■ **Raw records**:
──────────────────────────────
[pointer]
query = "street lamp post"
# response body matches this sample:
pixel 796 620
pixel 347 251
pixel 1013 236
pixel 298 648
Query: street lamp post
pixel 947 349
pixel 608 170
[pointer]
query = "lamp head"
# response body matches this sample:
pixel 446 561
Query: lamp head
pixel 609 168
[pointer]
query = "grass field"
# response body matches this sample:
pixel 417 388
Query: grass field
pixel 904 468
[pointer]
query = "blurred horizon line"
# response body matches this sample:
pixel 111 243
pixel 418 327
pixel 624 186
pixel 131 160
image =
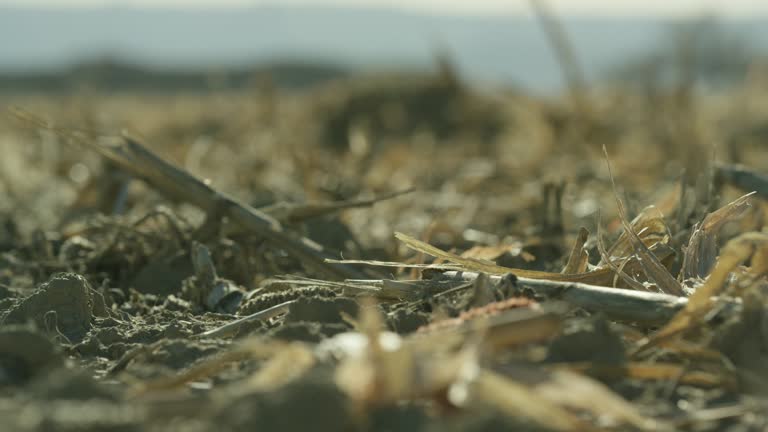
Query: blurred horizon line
pixel 522 9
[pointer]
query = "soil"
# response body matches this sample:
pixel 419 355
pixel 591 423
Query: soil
pixel 104 310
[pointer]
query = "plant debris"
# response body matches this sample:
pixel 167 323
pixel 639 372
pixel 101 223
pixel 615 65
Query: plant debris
pixel 378 255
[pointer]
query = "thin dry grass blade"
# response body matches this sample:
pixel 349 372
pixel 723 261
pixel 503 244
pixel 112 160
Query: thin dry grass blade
pixel 701 252
pixel 655 271
pixel 650 228
pixel 469 264
pixel 582 392
pixel 517 400
pixel 578 258
pixel 735 252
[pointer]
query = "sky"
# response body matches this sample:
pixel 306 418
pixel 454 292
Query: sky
pixel 736 8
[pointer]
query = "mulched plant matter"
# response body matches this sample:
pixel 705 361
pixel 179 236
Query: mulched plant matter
pixel 383 253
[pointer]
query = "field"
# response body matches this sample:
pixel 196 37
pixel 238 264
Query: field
pixel 384 252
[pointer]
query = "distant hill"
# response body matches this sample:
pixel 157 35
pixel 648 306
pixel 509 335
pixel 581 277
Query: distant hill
pixel 498 48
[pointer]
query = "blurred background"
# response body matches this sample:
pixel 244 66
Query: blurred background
pixel 44 43
pixel 490 107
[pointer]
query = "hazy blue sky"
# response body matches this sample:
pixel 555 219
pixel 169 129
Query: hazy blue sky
pixel 605 7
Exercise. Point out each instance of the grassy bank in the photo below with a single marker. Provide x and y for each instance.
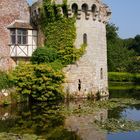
(4, 81)
(124, 77)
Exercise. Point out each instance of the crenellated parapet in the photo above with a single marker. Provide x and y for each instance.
(83, 9)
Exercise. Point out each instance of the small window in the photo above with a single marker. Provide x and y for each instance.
(85, 38)
(18, 36)
(79, 85)
(101, 73)
(74, 8)
(85, 7)
(94, 8)
(13, 36)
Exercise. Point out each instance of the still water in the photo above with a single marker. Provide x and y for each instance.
(71, 120)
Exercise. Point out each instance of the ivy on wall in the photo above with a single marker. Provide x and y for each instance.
(59, 32)
(41, 81)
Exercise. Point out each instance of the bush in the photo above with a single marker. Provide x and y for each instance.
(40, 82)
(123, 77)
(4, 81)
(44, 55)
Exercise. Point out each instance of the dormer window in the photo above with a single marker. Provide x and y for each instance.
(19, 36)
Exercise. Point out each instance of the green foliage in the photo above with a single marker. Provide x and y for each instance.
(4, 81)
(120, 57)
(44, 55)
(121, 125)
(40, 82)
(134, 67)
(123, 77)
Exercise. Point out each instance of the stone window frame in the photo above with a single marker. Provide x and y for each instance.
(101, 73)
(84, 7)
(94, 9)
(18, 36)
(74, 8)
(85, 38)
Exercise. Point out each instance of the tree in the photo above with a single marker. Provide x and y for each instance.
(119, 56)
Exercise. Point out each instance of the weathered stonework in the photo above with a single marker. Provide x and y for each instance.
(88, 76)
(91, 69)
(10, 11)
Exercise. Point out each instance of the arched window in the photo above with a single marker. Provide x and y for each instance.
(94, 8)
(85, 8)
(101, 73)
(79, 85)
(84, 38)
(74, 8)
(65, 11)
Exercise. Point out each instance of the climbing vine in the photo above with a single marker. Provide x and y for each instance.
(59, 32)
(41, 81)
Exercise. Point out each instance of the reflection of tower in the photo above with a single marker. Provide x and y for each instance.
(83, 124)
(91, 68)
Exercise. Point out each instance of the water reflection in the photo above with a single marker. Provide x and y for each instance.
(49, 121)
(42, 119)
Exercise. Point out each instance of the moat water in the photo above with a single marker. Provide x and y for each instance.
(68, 120)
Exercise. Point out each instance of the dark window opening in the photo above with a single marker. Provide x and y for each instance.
(85, 38)
(18, 36)
(79, 85)
(94, 8)
(101, 73)
(65, 10)
(75, 8)
(85, 8)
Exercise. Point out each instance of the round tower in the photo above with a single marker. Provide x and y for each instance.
(89, 74)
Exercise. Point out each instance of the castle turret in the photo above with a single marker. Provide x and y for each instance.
(89, 74)
(17, 37)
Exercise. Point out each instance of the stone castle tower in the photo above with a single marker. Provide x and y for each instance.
(9, 12)
(89, 74)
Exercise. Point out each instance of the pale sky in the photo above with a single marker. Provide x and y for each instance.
(125, 15)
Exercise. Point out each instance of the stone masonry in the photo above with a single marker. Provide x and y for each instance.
(89, 74)
(10, 10)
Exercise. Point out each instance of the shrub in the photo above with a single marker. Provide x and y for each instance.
(40, 82)
(4, 81)
(44, 55)
(123, 77)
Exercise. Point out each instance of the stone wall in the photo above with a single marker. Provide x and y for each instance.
(89, 74)
(91, 69)
(9, 11)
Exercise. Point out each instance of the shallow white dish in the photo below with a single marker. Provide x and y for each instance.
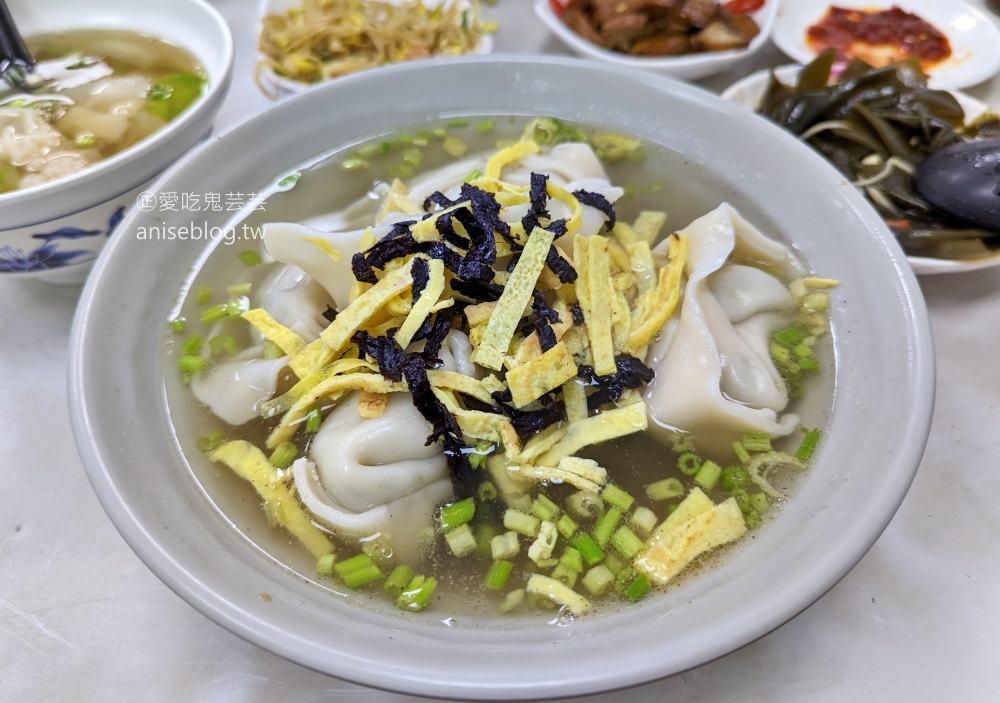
(974, 37)
(689, 67)
(279, 85)
(221, 561)
(54, 231)
(748, 92)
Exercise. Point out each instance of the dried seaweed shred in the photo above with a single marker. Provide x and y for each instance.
(396, 364)
(560, 266)
(546, 337)
(631, 373)
(599, 202)
(421, 273)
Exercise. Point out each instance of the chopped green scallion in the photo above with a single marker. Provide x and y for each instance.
(616, 497)
(606, 525)
(202, 294)
(790, 336)
(417, 593)
(398, 580)
(457, 513)
(521, 522)
(543, 508)
(460, 540)
(565, 575)
(688, 463)
(283, 455)
(223, 344)
(808, 446)
(210, 441)
(757, 441)
(566, 526)
(313, 421)
(741, 452)
(358, 571)
(808, 364)
(191, 364)
(214, 313)
(733, 477)
(665, 489)
(708, 475)
(598, 580)
(483, 448)
(572, 559)
(760, 502)
(486, 491)
(626, 542)
(632, 584)
(272, 350)
(324, 565)
(499, 572)
(588, 548)
(192, 345)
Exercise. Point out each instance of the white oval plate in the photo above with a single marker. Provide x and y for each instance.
(974, 37)
(688, 67)
(749, 91)
(277, 85)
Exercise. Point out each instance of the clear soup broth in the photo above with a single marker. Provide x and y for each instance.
(114, 89)
(599, 536)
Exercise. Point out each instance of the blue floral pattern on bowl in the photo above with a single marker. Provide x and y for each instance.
(52, 253)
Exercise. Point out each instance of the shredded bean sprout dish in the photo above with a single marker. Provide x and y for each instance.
(323, 39)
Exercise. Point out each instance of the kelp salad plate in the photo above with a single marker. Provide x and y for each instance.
(879, 140)
(248, 543)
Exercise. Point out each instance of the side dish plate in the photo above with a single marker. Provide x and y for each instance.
(974, 38)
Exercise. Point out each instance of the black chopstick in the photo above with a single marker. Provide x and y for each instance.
(16, 61)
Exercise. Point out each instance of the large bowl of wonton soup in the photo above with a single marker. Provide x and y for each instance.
(136, 85)
(500, 388)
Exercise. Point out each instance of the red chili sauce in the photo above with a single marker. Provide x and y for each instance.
(879, 37)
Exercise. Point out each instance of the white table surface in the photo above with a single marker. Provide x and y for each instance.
(82, 619)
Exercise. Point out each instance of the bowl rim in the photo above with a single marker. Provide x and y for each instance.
(101, 170)
(241, 618)
(766, 16)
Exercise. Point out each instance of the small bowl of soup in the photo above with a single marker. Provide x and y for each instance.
(138, 84)
(499, 390)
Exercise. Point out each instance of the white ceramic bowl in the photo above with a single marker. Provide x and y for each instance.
(215, 550)
(749, 91)
(688, 67)
(56, 230)
(276, 85)
(974, 37)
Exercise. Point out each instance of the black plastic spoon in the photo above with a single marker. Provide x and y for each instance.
(963, 180)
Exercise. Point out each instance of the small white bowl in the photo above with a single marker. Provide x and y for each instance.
(749, 91)
(276, 85)
(55, 231)
(687, 67)
(974, 37)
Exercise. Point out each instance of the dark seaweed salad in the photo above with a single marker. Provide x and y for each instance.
(876, 125)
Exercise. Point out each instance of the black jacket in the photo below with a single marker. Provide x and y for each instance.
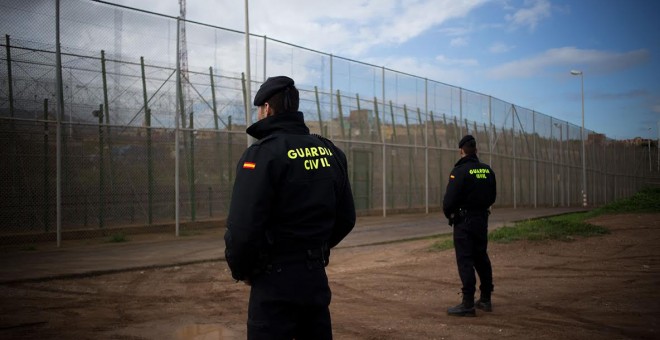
(472, 186)
(291, 193)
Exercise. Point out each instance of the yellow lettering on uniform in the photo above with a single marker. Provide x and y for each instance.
(291, 153)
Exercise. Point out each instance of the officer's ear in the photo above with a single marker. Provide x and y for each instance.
(268, 109)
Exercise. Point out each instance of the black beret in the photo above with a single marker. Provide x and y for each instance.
(464, 140)
(271, 87)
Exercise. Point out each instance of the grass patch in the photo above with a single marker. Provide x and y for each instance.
(118, 238)
(644, 201)
(567, 227)
(562, 228)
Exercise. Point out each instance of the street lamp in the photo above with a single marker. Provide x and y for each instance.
(584, 164)
(650, 169)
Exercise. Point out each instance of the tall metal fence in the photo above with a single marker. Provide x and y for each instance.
(111, 119)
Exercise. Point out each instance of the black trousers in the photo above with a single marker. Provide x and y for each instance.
(471, 245)
(290, 301)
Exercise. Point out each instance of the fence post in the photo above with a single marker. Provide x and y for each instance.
(147, 124)
(46, 169)
(60, 115)
(99, 114)
(318, 110)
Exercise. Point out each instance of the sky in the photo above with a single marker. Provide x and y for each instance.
(519, 51)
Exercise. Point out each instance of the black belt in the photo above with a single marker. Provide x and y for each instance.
(316, 254)
(473, 212)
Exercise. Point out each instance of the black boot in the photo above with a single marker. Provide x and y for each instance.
(465, 308)
(484, 302)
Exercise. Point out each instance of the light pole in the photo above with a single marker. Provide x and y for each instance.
(650, 169)
(560, 179)
(584, 163)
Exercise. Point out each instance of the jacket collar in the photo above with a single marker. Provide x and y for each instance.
(290, 122)
(468, 159)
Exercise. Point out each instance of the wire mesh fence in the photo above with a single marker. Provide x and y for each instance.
(144, 126)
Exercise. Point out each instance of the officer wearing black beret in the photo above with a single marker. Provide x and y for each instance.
(471, 191)
(291, 203)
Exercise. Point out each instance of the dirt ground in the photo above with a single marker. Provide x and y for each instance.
(603, 287)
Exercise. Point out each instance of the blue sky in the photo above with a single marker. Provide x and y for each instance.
(520, 51)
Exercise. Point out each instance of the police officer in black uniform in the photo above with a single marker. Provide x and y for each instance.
(470, 193)
(291, 203)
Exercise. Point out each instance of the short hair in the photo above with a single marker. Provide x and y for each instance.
(287, 100)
──────────────────────────────
■ **Work required**:
Print from the line containing "Exercise. Point out each instance of the street" to the last line above, exactly as written.

■ **Exercise output**:
Exercise. Point out each instance of the street lamp in the photo above with a single marker. Provide x and y for each instance.
(584, 164)
(650, 169)
Exercise. Point out each instance of the tall metal fence in the photo above with a single marker. Provide x and y for each instance.
(111, 119)
Exercise. Point out each instance of the black trousers in the photo above with a single marker. Provide x and y for each instance.
(471, 245)
(290, 301)
Exercise. Point out each instance of the fence post in the photo above with a single marker. Provide x and y for each instance.
(147, 124)
(46, 169)
(60, 115)
(99, 114)
(318, 110)
Exercise. Point out each instance of the sky in the photo above with a single marker. Provide x and y for each instance.
(519, 51)
Exercise. Point out each instance of the black belt in the photo above with a single marker. Provide x and y for each instance.
(316, 254)
(473, 212)
Exercise. Point out each instance of the black boot in the photo above with a single marker. Provide x and y for each instance.
(465, 308)
(484, 302)
Exercise. Point out each instance of the light pole in the photo above with a single marker. Provide x and y for each instance.
(650, 169)
(560, 179)
(584, 163)
Exercise. Point out each instance of the jacket collar in the photo above with a single marker. Provide x and y for each instance.
(290, 122)
(468, 159)
Exercise. Point out each instance of the wire mesh fence in the photo above with a single marker. Provide x and y for each instance.
(144, 126)
Exercise. Point out each instance of the officer wearing black beret in the photo above with a single marker. Provide x and y for each instance.
(471, 191)
(291, 203)
Exercise. Point out each instance of the dirt ground in the photo above with a single marker. Provide x and y for each instance.
(603, 287)
Exercise. Point out each instance of the blue sky in the photo above with a single marker. Provide x and y for each instance.
(520, 51)
Exercise. Point out each instance of the police officer in black uniform in the photo above with a single marker. Provide x and y for each instance.
(470, 193)
(291, 203)
Exercise. Point out each instance of the short hair in the photo above with a single marker. Provide x and y for each instance.
(287, 100)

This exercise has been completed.